Source data
>> Start

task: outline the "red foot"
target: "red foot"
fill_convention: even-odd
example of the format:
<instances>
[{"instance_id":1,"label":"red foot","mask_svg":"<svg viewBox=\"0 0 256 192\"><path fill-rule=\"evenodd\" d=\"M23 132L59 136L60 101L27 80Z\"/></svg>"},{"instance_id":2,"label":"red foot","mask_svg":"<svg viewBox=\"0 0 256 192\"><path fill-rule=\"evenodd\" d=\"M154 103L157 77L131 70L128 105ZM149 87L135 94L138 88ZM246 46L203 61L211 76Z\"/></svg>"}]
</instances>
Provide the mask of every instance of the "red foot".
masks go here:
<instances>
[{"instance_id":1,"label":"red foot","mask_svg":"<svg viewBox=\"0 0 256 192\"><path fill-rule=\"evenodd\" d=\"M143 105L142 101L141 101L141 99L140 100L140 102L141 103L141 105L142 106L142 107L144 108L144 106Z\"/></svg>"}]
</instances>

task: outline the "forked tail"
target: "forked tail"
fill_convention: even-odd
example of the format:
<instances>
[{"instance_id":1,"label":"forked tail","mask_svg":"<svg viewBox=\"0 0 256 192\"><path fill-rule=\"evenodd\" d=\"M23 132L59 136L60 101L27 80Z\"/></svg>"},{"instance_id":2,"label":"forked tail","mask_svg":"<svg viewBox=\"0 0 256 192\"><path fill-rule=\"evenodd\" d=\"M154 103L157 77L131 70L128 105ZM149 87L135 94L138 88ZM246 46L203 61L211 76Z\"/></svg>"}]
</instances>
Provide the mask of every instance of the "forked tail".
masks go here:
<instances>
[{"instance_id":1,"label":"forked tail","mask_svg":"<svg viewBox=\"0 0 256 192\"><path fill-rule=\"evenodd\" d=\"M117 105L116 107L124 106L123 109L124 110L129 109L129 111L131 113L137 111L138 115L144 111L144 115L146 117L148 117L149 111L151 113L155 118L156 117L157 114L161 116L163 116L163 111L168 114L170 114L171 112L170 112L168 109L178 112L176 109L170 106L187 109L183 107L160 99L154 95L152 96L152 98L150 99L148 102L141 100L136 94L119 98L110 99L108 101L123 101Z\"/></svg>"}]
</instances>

>> End

- Your goal
Reproduce every item above, replacing "example of the format" with "format sample" wherever it occurs and leaving everything else unchanged.

- Answer to this exercise
task: outline the "red foot"
target: "red foot"
fill_convention: even-odd
format sample:
<instances>
[{"instance_id":1,"label":"red foot","mask_svg":"<svg viewBox=\"0 0 256 192\"><path fill-rule=\"evenodd\" d=\"M23 132L59 136L60 101L27 80Z\"/></svg>"},{"instance_id":2,"label":"red foot","mask_svg":"<svg viewBox=\"0 0 256 192\"><path fill-rule=\"evenodd\" d=\"M154 103L157 77L131 70L128 105ZM149 87L135 94L138 88ZM246 46L203 61L211 76Z\"/></svg>"}]
</instances>
Provide the mask of every instance of the "red foot".
masks go here:
<instances>
[{"instance_id":1,"label":"red foot","mask_svg":"<svg viewBox=\"0 0 256 192\"><path fill-rule=\"evenodd\" d=\"M143 105L142 101L141 101L141 99L140 100L140 102L141 103L141 105L142 106L142 107L144 108L144 106Z\"/></svg>"}]
</instances>

task: outline the "forked tail"
target: "forked tail"
fill_convention: even-odd
format sample:
<instances>
[{"instance_id":1,"label":"forked tail","mask_svg":"<svg viewBox=\"0 0 256 192\"><path fill-rule=\"evenodd\" d=\"M23 132L59 136L60 101L27 80Z\"/></svg>"},{"instance_id":2,"label":"forked tail","mask_svg":"<svg viewBox=\"0 0 256 192\"><path fill-rule=\"evenodd\" d=\"M154 103L157 77L131 70L128 105ZM149 87L135 94L138 88ZM246 46L203 61L211 76Z\"/></svg>"}]
</instances>
Provide the mask of every instance of the "forked tail".
masks go here:
<instances>
[{"instance_id":1,"label":"forked tail","mask_svg":"<svg viewBox=\"0 0 256 192\"><path fill-rule=\"evenodd\" d=\"M117 105L116 107L124 106L123 109L124 110L129 109L129 111L131 113L137 111L138 115L144 111L144 115L146 117L148 117L149 111L151 113L155 118L156 117L157 114L161 116L163 116L163 111L168 114L170 114L171 112L170 112L168 109L178 112L176 109L170 106L187 109L183 107L160 99L154 95L152 96L152 98L150 99L148 102L141 100L136 94L119 98L110 99L108 101L123 101Z\"/></svg>"}]
</instances>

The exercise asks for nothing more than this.